» Problem details
Transcribe all of the entries, matching each one exactly.

..............................

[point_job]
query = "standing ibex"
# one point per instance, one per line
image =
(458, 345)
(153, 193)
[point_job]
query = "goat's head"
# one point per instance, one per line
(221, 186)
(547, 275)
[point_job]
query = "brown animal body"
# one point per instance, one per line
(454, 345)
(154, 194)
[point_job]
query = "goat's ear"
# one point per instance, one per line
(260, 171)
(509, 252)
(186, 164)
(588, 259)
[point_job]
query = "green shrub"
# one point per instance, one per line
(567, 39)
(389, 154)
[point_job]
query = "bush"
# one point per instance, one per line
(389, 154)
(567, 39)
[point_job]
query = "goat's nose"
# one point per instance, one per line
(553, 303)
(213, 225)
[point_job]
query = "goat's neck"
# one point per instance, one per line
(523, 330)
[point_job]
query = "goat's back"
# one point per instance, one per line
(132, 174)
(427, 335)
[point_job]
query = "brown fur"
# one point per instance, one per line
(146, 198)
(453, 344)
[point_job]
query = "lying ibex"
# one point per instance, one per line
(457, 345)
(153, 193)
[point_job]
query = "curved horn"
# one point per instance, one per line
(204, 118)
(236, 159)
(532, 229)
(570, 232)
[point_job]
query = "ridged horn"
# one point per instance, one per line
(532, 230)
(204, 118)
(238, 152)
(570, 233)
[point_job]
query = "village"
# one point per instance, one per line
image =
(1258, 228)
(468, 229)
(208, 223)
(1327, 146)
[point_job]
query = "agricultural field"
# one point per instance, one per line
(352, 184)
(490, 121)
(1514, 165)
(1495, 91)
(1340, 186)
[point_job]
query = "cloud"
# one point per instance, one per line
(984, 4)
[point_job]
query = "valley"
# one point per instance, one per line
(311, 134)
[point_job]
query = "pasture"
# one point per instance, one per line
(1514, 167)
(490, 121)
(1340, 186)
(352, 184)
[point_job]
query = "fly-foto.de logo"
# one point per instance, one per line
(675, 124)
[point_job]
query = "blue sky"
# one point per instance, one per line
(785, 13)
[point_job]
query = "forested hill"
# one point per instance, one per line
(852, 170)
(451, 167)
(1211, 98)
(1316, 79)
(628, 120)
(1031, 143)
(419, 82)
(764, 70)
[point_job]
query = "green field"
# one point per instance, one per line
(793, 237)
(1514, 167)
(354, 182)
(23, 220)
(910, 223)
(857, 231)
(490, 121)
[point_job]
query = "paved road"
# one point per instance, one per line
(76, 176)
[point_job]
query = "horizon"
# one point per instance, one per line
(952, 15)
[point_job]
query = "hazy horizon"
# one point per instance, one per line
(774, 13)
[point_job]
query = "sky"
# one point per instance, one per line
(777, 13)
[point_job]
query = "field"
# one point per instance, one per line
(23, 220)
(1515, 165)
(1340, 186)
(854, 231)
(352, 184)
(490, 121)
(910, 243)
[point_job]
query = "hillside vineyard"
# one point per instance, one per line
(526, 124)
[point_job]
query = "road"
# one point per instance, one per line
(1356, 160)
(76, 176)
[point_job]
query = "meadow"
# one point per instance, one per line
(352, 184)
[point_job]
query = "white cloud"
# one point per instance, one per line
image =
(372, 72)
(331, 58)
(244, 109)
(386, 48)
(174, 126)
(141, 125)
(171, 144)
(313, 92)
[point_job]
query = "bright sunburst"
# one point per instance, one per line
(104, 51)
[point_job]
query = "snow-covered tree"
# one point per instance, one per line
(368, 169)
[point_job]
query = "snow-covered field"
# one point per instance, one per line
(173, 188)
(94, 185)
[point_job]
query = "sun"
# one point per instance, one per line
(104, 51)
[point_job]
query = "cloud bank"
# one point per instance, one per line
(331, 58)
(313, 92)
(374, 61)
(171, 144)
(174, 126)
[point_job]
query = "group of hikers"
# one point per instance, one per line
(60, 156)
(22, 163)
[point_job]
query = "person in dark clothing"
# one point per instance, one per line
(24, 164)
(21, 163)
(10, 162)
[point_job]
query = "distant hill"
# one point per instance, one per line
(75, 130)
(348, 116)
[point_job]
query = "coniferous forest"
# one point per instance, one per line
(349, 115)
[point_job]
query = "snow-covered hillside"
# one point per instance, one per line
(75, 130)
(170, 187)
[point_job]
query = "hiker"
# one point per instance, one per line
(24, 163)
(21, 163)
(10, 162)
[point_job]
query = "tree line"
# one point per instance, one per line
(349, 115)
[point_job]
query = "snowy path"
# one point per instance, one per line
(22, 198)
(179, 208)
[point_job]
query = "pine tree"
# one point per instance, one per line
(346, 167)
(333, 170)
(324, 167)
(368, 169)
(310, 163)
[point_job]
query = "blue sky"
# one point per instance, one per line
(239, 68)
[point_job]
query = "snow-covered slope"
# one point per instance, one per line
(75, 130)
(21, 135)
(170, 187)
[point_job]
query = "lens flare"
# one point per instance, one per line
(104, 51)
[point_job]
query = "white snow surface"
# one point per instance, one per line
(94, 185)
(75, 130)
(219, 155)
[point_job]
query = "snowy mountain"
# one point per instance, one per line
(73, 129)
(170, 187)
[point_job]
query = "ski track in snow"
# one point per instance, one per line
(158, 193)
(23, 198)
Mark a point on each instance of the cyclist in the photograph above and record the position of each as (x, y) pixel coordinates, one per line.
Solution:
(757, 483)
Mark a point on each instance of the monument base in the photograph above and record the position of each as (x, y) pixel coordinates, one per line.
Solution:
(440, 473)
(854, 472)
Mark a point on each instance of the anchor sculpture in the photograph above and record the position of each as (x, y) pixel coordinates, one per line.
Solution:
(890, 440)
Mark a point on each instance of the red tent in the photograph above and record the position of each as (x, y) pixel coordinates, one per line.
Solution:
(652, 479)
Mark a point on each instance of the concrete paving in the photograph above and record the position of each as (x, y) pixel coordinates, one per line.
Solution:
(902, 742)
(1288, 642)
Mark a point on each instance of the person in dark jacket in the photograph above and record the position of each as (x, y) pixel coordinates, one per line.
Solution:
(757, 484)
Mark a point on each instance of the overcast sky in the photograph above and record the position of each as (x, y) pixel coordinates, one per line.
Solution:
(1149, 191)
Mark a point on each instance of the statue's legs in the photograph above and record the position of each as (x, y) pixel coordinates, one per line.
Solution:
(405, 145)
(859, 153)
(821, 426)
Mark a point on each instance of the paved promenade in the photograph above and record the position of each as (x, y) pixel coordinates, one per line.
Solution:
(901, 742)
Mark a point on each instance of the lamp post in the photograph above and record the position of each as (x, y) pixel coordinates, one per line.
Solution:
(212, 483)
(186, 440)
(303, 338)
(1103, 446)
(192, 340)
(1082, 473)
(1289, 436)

..............................

» Solution
[point_job]
query = "standing ibex"
# one point per instance, one per line
image =
(458, 345)
(153, 193)
[point_job]
query = "goat's head"
# one point per instance, one per line
(221, 186)
(547, 275)
[point_job]
query = "brown animal body"
# one point per instance, one per line
(454, 345)
(154, 194)
[point_job]
query = "goat's ear"
# one point per instance, one per line
(260, 171)
(509, 252)
(186, 164)
(588, 259)
[point_job]
query = "green shrub"
# one point per instance, one per line
(567, 39)
(389, 154)
[point_job]
query = "bush"
# one point per instance, one per line
(389, 154)
(567, 39)
[point_job]
query = "goat's nose"
# one point per instance, one per line
(553, 303)
(213, 225)
[point_job]
query = "goat's neck"
# one point per instance, one per line
(523, 330)
[point_job]
query = "goat's back"
# one point per instance, one per line
(132, 174)
(427, 335)
[point_job]
query = "brown fur"
# one point per instance, one per line
(146, 198)
(453, 344)
[point_job]
query = "lying ibex"
# one point per instance, one per line
(457, 345)
(153, 193)
[point_job]
query = "curved horn"
# one point per instance, one per line
(204, 118)
(236, 159)
(532, 229)
(570, 232)
[point_job]
query = "ridged horn"
# one point per instance, one per line
(532, 230)
(204, 118)
(238, 152)
(570, 233)
[point_job]
query = "village"
# one point per instance, one per line
image =
(1258, 228)
(468, 229)
(208, 223)
(1327, 146)
[point_job]
query = "agricultural field"
# one point per instance, one per line
(352, 184)
(490, 121)
(1514, 165)
(1495, 91)
(1340, 186)
[point_job]
query = "cloud"
# one point per instance, one per line
(984, 4)
[point_job]
query = "valley"
# one point per instance, one per line
(311, 134)
[point_job]
query = "pasture"
# one point per instance, one per line
(1514, 167)
(490, 121)
(1340, 186)
(352, 184)
[point_job]
query = "fly-foto.de logo"
# one point per instance, one per line
(675, 124)
[point_job]
query = "blue sky"
# one point per instance, one per line
(785, 13)
[point_job]
query = "forested hill"
# one point per instance, one per line
(852, 170)
(451, 167)
(1211, 98)
(1316, 79)
(628, 120)
(1031, 143)
(419, 82)
(764, 70)
[point_job]
query = "green field"
# one point per instance, one per line
(793, 237)
(1514, 167)
(354, 182)
(23, 220)
(910, 223)
(857, 231)
(490, 121)
[point_job]
query = "paved road"
# one point per instance, one per line
(76, 176)
[point_job]
query = "horizon"
# one point per instance, one per line
(952, 15)
[point_job]
query = "hazy horizon"
# one point per instance, one per line
(774, 13)
[point_job]
query = "sky"
# one point per instance, one per line
(777, 13)
[point_job]
query = "field"
# one point per instance, one per line
(23, 220)
(1515, 165)
(1340, 186)
(854, 231)
(352, 184)
(490, 121)
(910, 243)
[point_job]
query = "hillside vineyard"
# one point per instance, one per line
(526, 124)
[point_job]
query = "road"
# one point per instance, one per line
(1356, 160)
(76, 176)
[point_job]
query = "meadow"
# one point per instance, one per line
(352, 184)
[point_job]
query = "white cloud"
# one point per instance, one per line
image =
(372, 72)
(331, 58)
(244, 109)
(386, 48)
(174, 126)
(141, 125)
(171, 144)
(313, 92)
[point_job]
query = "bright sunburst"
# one point per instance, one per line
(104, 51)
[point_job]
query = "snow-covered tree"
# one point per instance, one per line
(368, 169)
[point_job]
query = "snow-covered field"
# one point per instance, one per line
(173, 188)
(94, 185)
[point_job]
query = "sun"
# one point per instance, one per line
(104, 51)
[point_job]
query = "cloud bank"
# one point per instance, one per line
(331, 58)
(313, 92)
(374, 61)
(171, 144)
(174, 126)
[point_job]
query = "group of hikers"
# one point per instance, one per line
(60, 156)
(22, 163)
[point_job]
query = "person in dark clothing"
# one point per instance, one per line
(24, 164)
(21, 163)
(10, 162)
[point_job]
query = "distant hill"
# one point per instance, one per line
(75, 130)
(348, 116)
[point_job]
query = "coniferous forest"
# one point per instance, one per line
(349, 115)
[point_job]
query = "snow-covered hillside"
# one point per instance, one per line
(75, 130)
(170, 187)
[point_job]
query = "hiker"
# one point per instance, one per line
(24, 163)
(21, 163)
(10, 162)
[point_job]
query = "tree line"
# one point per instance, one per line
(349, 115)
[point_job]
query = "snowy path"
# one point per instance, one per line
(22, 198)
(179, 208)
[point_job]
query = "pine tree"
# one point per instance, one per line
(346, 167)
(333, 170)
(324, 167)
(368, 169)
(310, 163)
[point_job]
query = "blue sky"
# one point per instance, one per line
(239, 68)
[point_job]
query = "snow-covered slope"
# one point per instance, one per line
(75, 130)
(21, 135)
(170, 187)
[point_job]
query = "lens flare"
# one point per instance, one per line
(104, 51)
[point_job]
query = "white snow surface"
# one point per instance, one per line
(94, 185)
(75, 130)
(219, 155)
[point_job]
query = "snowy mountain"
# one point per instance, one per line
(73, 129)
(170, 187)
[point_job]
query = "ski track in snow"
# one point per instance, one per line
(158, 193)
(23, 198)
Mark a point on each instance of the cyclist in the photograph above and record the position of each as (x, y) pixel coordinates, one per line.
Solution:
(757, 483)
Mark a point on each instance of the monument base in the photograph above and record the position of each as (x, y) pixel coordinates, one per line.
Solution:
(440, 473)
(854, 472)
Mark a point on each instance of the anchor sculpture in the photograph above and record the position of each as (x, y) pixel coordinates, one per line.
Solution:
(890, 440)
Mark a point on each instance of the red tent in the photograph above and record the position of each as (x, y) pixel coordinates, one per line.
Solution:
(652, 479)
Mark a point on each instance of the concrete paving in the photograph above and record the position of each as (x, y) pixel coordinates, one per line.
Solution:
(902, 742)
(1288, 642)
Mark a point on each instance of the person in dark jacket in the photograph above and record the position of each as (x, y) pixel coordinates, one per line.
Solution:
(757, 484)
Mark a point on each instance of the overcast sky in the photograph above and record the position of each as (x, y) pixel coordinates, one per line.
Solution:
(1149, 191)
Mark a point on each instance of the statue's legs in the photograph above and record the position of each as (x, y) pixel coordinates, one per line.
Solution:
(405, 145)
(859, 153)
(821, 426)
Mark a point on each instance of the paved promenade in the photograph above and record the position of each as (x, y) pixel coordinates, one per line.
Solution:
(901, 742)
Mark a point on each instance of the lamp post in the photograph above and record the position of each as (x, y) pixel coordinates, one per line.
Solution:
(212, 483)
(186, 440)
(303, 338)
(1103, 446)
(192, 340)
(1082, 473)
(1289, 436)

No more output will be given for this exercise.